## Exercise description
Your answer should consist of the listing, repeated exactly.

## Available data
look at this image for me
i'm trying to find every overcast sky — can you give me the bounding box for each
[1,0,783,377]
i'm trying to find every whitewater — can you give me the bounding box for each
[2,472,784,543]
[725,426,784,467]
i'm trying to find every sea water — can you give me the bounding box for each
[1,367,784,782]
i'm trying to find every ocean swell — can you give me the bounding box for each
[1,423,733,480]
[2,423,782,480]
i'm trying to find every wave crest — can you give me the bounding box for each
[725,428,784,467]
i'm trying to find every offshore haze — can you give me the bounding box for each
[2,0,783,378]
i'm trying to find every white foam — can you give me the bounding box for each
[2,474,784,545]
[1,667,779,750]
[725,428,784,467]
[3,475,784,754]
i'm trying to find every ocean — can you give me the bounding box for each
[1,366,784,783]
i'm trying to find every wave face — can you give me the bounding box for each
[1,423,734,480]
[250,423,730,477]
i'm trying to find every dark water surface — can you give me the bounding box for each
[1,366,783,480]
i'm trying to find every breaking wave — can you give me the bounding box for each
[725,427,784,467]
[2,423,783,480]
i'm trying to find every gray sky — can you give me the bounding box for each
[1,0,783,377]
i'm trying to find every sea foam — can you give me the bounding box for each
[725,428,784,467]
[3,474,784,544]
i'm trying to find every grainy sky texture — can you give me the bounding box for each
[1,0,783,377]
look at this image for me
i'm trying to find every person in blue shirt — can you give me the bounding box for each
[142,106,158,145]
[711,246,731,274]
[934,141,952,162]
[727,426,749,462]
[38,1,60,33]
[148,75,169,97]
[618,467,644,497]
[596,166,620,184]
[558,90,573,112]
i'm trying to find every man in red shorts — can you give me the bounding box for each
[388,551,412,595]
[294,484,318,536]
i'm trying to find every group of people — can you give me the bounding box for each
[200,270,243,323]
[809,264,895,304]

## Answer section
look at this image for me
i'm trying to find every overcast sky — can you give me the bounding box for each
[1,0,783,377]
i'm trying to find every whitewater — can you give me the bounding box for each
[2,472,784,543]
[725,426,784,467]
i'm trying to find every sea water — can you give me the bounding box for each
[1,367,784,782]
i'm trying to find every ocean swell — can you give me the bounding box for each
[1,423,733,480]
[2,423,782,480]
i'm trying to find every wave crest — can you give me the bounding box for each
[725,428,784,467]
i'm trying to find every offshore haze — can you give me the bounding box for each
[2,0,783,378]
i'm trying to find every white foam — can you give me the bounding box for each
[2,474,784,545]
[1,667,779,750]
[725,428,784,467]
[3,475,784,754]
i'm trying to find every ocean — can you give me the bounding box for each
[1,366,784,783]
i'm trying to find every wave face — can you give me the bounding box for each
[1,423,734,480]
[250,423,730,477]
i'm trying to find every dark water surface — can you give me the bounding box for each
[1,366,783,480]
i'm trying to find every breaking wave — can you give me the bounding box for each
[725,427,784,467]
[2,423,783,480]
i'm trying to find every gray sky — can you give me the bounding box for each
[1,0,783,377]
i'm trying to find every sea foam — can you give me the bounding box for each
[725,428,784,467]
[3,474,784,544]
i'm trying to find every grainy sky texture — can you give me the bounding box for each
[1,0,783,377]
look at this image for me
i'm trying to find every person in blue shirt — can you give me the bounding box for each
[142,106,158,145]
[711,246,731,274]
[934,141,952,162]
[727,426,749,462]
[38,1,60,33]
[148,75,169,97]
[618,467,644,497]
[596,166,620,184]
[558,90,573,112]
i'm trying to find every man in red shorts — can you give me the bounding box for each
[388,551,412,595]
[294,484,318,536]
i'm trying to find every group of people — can you give me the bounding box for each
[200,270,243,323]
[809,264,895,304]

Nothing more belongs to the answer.